_DATA PROVIDED:_

* * *

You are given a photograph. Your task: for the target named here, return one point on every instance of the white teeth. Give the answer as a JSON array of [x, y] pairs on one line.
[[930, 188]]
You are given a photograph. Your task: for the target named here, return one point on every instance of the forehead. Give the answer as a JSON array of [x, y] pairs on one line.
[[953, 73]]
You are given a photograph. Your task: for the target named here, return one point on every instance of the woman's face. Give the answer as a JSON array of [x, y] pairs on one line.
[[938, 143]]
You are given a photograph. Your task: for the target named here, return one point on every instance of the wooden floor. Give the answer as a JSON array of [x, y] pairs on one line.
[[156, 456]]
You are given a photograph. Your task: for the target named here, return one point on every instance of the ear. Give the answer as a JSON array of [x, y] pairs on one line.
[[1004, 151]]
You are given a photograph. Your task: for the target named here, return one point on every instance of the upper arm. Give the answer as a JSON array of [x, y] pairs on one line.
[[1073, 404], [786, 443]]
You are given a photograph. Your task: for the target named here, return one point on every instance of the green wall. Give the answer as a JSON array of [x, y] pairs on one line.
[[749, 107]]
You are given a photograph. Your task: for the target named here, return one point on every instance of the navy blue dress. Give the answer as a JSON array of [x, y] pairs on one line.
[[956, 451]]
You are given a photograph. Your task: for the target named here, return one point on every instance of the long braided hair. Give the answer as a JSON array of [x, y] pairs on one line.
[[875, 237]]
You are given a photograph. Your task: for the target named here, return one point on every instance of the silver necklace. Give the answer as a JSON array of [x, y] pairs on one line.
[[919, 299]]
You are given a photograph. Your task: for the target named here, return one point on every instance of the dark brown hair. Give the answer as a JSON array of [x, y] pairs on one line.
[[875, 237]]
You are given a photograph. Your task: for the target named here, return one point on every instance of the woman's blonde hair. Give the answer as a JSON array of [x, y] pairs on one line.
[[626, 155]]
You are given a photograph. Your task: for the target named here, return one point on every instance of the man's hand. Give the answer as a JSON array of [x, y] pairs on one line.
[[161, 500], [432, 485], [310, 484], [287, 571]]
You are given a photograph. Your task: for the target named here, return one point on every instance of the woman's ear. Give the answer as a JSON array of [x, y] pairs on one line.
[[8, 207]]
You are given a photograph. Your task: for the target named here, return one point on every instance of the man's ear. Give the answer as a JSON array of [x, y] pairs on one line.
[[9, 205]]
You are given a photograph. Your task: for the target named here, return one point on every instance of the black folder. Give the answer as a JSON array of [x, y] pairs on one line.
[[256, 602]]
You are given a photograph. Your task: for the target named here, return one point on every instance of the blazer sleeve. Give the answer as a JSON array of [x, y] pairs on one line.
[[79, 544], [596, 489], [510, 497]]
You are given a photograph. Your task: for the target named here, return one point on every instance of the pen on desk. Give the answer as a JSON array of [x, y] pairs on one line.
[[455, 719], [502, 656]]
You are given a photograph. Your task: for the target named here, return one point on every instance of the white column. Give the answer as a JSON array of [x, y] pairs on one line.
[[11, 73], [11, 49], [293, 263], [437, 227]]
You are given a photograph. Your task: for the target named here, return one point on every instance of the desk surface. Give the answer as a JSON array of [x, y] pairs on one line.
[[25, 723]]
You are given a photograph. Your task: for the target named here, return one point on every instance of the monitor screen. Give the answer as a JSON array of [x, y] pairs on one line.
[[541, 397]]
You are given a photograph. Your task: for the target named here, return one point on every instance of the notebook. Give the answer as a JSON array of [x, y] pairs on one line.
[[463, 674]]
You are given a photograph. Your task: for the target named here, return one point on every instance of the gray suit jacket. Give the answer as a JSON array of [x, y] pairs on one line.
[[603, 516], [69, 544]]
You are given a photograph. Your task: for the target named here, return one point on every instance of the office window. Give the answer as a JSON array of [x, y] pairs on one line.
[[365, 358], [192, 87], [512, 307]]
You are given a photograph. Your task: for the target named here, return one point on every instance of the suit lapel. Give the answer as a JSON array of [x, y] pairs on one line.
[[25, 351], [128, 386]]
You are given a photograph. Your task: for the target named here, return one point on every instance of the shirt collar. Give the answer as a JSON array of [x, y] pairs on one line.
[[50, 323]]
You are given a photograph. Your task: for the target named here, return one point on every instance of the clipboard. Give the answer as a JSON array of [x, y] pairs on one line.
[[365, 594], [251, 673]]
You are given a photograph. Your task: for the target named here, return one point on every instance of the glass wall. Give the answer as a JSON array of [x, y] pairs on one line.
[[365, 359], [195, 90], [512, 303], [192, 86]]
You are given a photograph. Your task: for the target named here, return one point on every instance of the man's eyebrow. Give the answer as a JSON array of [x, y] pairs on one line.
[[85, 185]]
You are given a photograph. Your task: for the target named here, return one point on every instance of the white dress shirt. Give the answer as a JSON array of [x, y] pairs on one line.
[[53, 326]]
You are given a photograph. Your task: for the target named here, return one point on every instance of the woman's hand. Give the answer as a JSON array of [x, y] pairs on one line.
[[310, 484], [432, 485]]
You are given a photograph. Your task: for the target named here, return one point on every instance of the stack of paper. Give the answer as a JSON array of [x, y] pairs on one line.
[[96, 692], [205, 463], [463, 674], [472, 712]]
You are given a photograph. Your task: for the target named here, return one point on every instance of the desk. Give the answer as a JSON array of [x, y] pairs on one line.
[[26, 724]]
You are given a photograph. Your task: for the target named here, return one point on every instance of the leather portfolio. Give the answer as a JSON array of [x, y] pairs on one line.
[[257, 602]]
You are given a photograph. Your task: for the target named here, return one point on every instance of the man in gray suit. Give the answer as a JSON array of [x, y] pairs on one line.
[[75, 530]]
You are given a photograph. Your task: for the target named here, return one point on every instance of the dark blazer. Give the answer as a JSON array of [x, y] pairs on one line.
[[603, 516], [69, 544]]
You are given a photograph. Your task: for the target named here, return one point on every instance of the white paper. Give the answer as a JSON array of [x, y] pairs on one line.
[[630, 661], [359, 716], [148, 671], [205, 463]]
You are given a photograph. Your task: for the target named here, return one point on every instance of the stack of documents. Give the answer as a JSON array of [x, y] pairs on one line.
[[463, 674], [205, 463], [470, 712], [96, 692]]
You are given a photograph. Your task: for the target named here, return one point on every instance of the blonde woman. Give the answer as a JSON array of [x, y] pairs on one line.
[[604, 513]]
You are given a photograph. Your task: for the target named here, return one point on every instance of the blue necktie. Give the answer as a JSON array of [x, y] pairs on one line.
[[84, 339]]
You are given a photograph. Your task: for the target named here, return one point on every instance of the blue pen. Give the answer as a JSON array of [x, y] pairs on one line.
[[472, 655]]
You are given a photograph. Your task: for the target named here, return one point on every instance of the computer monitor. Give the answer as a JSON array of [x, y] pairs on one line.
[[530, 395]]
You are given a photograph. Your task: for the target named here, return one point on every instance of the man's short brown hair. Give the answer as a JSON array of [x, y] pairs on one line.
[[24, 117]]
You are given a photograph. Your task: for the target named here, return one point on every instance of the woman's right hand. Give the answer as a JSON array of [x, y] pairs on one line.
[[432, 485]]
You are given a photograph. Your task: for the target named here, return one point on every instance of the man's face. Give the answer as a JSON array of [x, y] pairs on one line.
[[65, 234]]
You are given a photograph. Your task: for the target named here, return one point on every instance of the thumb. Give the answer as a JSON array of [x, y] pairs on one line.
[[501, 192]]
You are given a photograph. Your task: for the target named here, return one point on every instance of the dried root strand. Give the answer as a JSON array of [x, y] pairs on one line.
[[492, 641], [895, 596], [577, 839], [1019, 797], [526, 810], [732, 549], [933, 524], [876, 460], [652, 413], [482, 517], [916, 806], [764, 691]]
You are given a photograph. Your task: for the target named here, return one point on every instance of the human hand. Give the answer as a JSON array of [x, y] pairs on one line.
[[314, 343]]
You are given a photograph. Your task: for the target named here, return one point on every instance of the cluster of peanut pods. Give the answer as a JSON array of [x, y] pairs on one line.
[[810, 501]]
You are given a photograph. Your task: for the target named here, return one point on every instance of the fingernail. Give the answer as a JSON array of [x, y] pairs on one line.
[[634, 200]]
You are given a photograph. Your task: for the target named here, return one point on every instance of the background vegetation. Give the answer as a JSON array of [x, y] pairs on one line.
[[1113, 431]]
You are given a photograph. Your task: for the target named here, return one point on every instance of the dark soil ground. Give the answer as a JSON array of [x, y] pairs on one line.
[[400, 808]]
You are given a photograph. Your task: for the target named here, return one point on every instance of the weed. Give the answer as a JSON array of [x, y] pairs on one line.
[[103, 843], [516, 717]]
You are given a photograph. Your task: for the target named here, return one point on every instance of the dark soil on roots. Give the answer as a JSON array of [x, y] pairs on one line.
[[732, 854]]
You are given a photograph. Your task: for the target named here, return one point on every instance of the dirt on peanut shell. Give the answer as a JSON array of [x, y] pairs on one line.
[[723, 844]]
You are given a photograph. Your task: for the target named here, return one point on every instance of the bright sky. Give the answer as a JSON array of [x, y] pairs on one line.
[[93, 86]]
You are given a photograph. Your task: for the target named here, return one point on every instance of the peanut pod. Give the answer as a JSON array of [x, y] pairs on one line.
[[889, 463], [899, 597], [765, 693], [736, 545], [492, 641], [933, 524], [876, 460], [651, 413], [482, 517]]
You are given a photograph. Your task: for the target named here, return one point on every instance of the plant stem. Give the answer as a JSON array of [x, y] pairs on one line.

* * *

Reproduce the lines of the material above verbatim, beginning with the line that contains "the woman's right" and continuing through the line that contains "[[314, 343]]", both included.

You are given a photograph. Your task: for the target named here, return one point on every instance of the woman's right hand. Give the answer as a JSON array of [x, y] pairs on one line.
[[432, 485]]
You are given a photograph. Your task: for the target named here, return one point on every instance of the man's face. Give the answer as a JSON array of [x, y] pairs on one line.
[[65, 234]]
You are given a photograph. Your task: for the target named here, return one point on every instance of the thumb. Give the answer as a JSON array of [x, y] pairs on one line.
[[501, 192]]
You are given a photograph. Your task: for the target named here, return one point on every instance of the dried root strand. Give the answer as a JSON array of [x, y] pairs on one line.
[[492, 641], [895, 596], [577, 839], [1019, 797], [526, 810], [732, 549], [933, 524], [876, 460], [652, 413], [482, 517], [916, 806], [764, 691]]
You are given a photograph. Your task: for the target named here, return one point on every instance of the human hand. Give the answer as a JSON array of [x, y] pairs on one line.
[[314, 343]]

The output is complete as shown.